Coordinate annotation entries
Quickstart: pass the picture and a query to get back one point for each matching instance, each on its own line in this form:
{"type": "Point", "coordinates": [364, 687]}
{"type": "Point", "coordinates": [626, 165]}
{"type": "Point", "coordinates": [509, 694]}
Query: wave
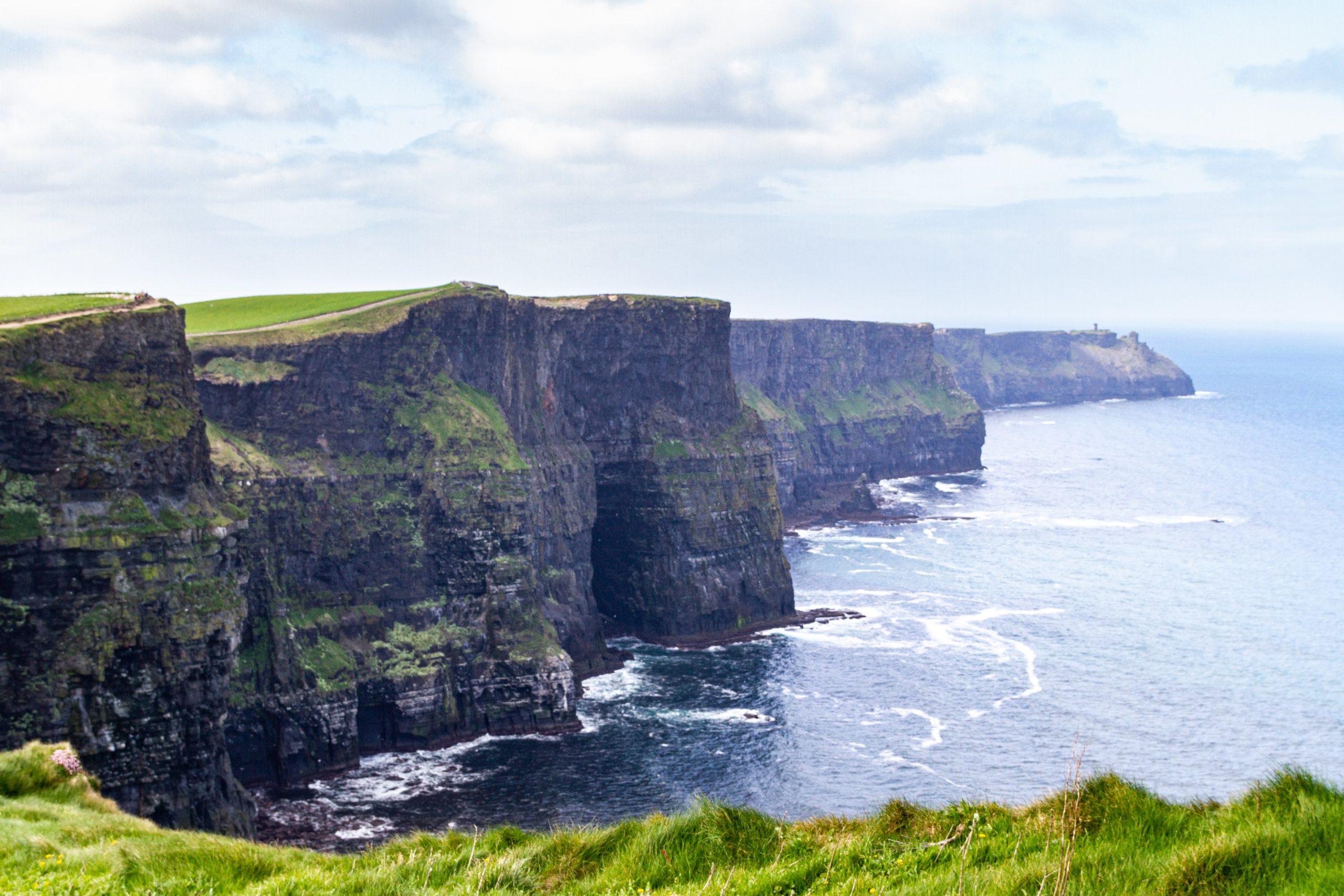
{"type": "Point", "coordinates": [617, 686]}
{"type": "Point", "coordinates": [1088, 523]}
{"type": "Point", "coordinates": [397, 777]}
{"type": "Point", "coordinates": [936, 726]}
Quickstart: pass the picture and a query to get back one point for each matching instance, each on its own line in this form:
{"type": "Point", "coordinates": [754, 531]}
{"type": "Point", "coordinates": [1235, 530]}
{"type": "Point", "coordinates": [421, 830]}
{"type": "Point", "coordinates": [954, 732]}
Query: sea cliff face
{"type": "Point", "coordinates": [450, 504]}
{"type": "Point", "coordinates": [848, 402]}
{"type": "Point", "coordinates": [120, 605]}
{"type": "Point", "coordinates": [1078, 366]}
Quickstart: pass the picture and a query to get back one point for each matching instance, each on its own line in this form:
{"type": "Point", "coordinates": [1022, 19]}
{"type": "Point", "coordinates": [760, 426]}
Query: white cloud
{"type": "Point", "coordinates": [1319, 71]}
{"type": "Point", "coordinates": [698, 129]}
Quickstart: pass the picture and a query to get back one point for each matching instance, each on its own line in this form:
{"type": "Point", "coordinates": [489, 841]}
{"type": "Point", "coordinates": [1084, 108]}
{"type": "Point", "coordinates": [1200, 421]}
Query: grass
{"type": "Point", "coordinates": [17, 308]}
{"type": "Point", "coordinates": [264, 311]}
{"type": "Point", "coordinates": [373, 320]}
{"type": "Point", "coordinates": [114, 400]}
{"type": "Point", "coordinates": [1283, 837]}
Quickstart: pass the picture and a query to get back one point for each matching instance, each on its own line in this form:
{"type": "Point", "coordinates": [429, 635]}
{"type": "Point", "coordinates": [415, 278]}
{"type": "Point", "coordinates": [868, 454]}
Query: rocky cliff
{"type": "Point", "coordinates": [850, 402]}
{"type": "Point", "coordinates": [120, 606]}
{"type": "Point", "coordinates": [450, 499]}
{"type": "Point", "coordinates": [1078, 366]}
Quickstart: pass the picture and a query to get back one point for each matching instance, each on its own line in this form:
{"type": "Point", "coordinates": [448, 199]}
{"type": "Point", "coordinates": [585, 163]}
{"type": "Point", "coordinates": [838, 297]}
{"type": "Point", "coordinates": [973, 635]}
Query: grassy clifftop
{"type": "Point", "coordinates": [246, 312]}
{"type": "Point", "coordinates": [57, 836]}
{"type": "Point", "coordinates": [17, 308]}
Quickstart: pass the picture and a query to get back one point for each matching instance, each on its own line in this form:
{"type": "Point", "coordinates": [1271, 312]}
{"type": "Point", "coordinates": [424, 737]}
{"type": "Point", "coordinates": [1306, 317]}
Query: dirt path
{"type": "Point", "coordinates": [87, 312]}
{"type": "Point", "coordinates": [320, 318]}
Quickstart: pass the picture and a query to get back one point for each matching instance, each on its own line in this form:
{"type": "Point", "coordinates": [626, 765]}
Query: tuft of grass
{"type": "Point", "coordinates": [1281, 837]}
{"type": "Point", "coordinates": [17, 308]}
{"type": "Point", "coordinates": [245, 312]}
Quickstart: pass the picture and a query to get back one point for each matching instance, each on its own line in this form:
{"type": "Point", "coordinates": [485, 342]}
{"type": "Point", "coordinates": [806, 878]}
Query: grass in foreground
{"type": "Point", "coordinates": [17, 308]}
{"type": "Point", "coordinates": [1283, 837]}
{"type": "Point", "coordinates": [264, 311]}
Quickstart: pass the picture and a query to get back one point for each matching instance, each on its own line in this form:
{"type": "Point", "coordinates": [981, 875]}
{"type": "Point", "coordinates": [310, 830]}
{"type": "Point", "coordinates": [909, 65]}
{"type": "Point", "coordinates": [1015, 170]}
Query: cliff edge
{"type": "Point", "coordinates": [850, 402]}
{"type": "Point", "coordinates": [1062, 367]}
{"type": "Point", "coordinates": [120, 587]}
{"type": "Point", "coordinates": [456, 496]}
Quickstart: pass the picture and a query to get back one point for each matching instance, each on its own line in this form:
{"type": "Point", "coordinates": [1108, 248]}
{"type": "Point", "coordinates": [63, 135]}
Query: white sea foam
{"type": "Point", "coordinates": [936, 726]}
{"type": "Point", "coordinates": [397, 777]}
{"type": "Point", "coordinates": [749, 716]}
{"type": "Point", "coordinates": [889, 757]}
{"type": "Point", "coordinates": [1187, 520]}
{"type": "Point", "coordinates": [616, 686]}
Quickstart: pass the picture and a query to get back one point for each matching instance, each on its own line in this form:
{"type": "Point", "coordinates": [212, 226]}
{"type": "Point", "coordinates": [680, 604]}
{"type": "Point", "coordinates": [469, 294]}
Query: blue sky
{"type": "Point", "coordinates": [1003, 163]}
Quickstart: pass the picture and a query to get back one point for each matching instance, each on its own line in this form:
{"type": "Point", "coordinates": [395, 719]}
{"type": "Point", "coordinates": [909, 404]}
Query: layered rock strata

» Exercise brief:
Pick out every line in the rows above that contains the word "white", and copy each of those lines in full.

» Correct response:
Query: white cloud
Query: white sea foam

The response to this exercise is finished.